DATA PROVIDED Start Marker

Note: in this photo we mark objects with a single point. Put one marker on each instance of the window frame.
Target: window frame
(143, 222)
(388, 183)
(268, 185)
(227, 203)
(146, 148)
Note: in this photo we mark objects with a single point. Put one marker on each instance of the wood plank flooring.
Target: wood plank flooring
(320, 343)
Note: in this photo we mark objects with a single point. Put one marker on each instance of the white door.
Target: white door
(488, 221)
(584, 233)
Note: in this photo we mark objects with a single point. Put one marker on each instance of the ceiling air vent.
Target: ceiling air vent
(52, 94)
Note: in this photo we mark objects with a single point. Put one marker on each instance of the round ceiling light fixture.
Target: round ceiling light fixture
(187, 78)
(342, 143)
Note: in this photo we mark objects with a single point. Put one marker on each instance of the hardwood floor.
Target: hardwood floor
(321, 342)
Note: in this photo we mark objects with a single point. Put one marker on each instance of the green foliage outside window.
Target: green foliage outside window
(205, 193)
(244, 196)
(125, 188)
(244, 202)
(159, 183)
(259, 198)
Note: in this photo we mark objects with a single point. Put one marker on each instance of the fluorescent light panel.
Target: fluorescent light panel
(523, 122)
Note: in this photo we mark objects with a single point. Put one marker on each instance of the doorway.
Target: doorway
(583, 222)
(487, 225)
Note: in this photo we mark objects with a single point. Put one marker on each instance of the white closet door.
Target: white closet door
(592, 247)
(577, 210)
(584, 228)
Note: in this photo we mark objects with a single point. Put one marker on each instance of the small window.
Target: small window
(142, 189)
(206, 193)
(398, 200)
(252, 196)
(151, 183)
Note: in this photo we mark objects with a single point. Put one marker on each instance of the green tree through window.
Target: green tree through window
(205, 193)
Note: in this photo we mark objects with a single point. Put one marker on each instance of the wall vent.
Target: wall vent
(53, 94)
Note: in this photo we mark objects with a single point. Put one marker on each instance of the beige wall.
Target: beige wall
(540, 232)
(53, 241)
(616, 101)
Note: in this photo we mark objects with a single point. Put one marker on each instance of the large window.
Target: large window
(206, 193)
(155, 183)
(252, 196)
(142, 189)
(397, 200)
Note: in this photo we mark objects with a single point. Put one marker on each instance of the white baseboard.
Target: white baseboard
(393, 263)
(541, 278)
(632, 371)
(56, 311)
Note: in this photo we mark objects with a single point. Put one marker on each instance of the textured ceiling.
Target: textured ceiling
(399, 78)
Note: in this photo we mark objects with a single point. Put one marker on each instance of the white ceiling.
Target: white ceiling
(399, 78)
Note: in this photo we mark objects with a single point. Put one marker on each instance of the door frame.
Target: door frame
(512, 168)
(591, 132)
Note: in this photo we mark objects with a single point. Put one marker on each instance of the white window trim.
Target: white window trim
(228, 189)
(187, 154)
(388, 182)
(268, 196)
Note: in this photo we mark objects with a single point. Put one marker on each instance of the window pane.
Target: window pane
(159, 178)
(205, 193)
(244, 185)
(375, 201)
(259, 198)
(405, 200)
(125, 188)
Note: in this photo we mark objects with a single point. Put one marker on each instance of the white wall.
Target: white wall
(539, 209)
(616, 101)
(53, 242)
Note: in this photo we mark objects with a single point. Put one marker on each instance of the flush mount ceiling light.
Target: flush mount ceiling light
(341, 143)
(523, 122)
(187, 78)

DATA PROVIDED End Marker

**PROBLEM DETAILS:** Return all of the entries above exactly as they stand.

**YOUR RESPONSE:**
Note: in this photo we mark objects with a single point. Put one marker on each instance of the window frame.
Target: window frame
(143, 222)
(388, 183)
(268, 185)
(227, 203)
(146, 148)
Note: in this photo we mark objects with a single point. Put one marker on each instance of the wood plank flooring.
Target: wood plank flooring
(320, 343)
Note: in this photo we mark objects with a single point. Put one marker on each instance of the white door.
Target: white door
(488, 221)
(584, 233)
Note: in this photo we mark objects with a single point. Put one marker on each instance of the ceiling air vent.
Target: ceiling air vent
(52, 94)
Note: in this photo we mark objects with a single point. Put one marker on each instance of the round ceiling light fixture.
Target: round ceiling light fixture
(187, 78)
(342, 143)
Note: in this photo we mark objects with a single point. Put one marker on each instance of the hardwood floor.
Target: hardwood floor
(321, 342)
Note: in this photo we mark objects with a single point. Put one marker on each instance of the green foliage outside window.
Target: green foliage outside window
(205, 193)
(244, 196)
(125, 188)
(244, 202)
(159, 183)
(259, 198)
Note: in this photo we mark objects with a single point. Put one marker on each instance of the fluorescent light panel.
Target: fluorescent light panel
(523, 122)
Note: in this photo we mark objects with a single point. Put one marker on each instance of the doorway.
Target: doorway
(583, 222)
(487, 225)
Note: in this photo we mark objects with a single point. Put one marker on each instance of the white closet door.
Target: white closet door
(592, 247)
(577, 210)
(584, 228)
Note: in this photo we mark objects with a single point. Put one marker on each instance of the small window.
Target: small window
(142, 189)
(206, 193)
(398, 200)
(252, 196)
(151, 183)
Note: in this photo we mark objects with a single point. Put one marker on each instance of the green tree through window.
Target: green tree through window
(205, 193)
Note: in this photo we mark objects with a single point. Put one marker on each instance of the wall vent.
Target: wall vent
(53, 94)
Note: in this photo we mark objects with a single point. Put one marker on each instance of the beige wall.
Target: beige wall
(540, 232)
(53, 241)
(616, 101)
Note: in this photo we mark objects with a single point. Put one marker on each instance of the large window.
Target: large window
(206, 193)
(155, 183)
(252, 196)
(142, 189)
(397, 200)
Note: in this photo we mark objects with a single point. Put one marker on each instance of the white baseboard.
Target: white baseboard
(393, 263)
(541, 278)
(632, 371)
(56, 311)
Note: in this photo we mark objects with a single point. Put one marker on each instance of the textured ceiling.
Target: textured ceiling
(399, 78)
Note: in this photo we mark objects with a single point. Put one marker on each instance of the white ceiling.
Target: white ceiling
(399, 78)
Note: in this photo we mark objects with a single point. Put one marker on each instance of the door frame.
Target: door frame
(512, 168)
(591, 132)
Note: in this photo we mark objects with a single point. Put one marker on each instance of the white window trim.
Target: white window trim
(228, 189)
(187, 154)
(388, 182)
(268, 196)
Note: in this photo we mark objects with a single point. Put one marker on each instance of the window pane.
Target: window pane
(159, 178)
(205, 193)
(244, 185)
(375, 201)
(259, 198)
(405, 200)
(125, 188)
Note: in this photo we mark objects with a single point. Put one marker on each instance of the white wall.
Target: white wall
(539, 209)
(616, 101)
(53, 242)
Note: in this photo we mark objects with a single point. Put one marker on each instance of the flush mount ceiling light.
Target: flush mount ceiling light
(341, 143)
(523, 122)
(187, 78)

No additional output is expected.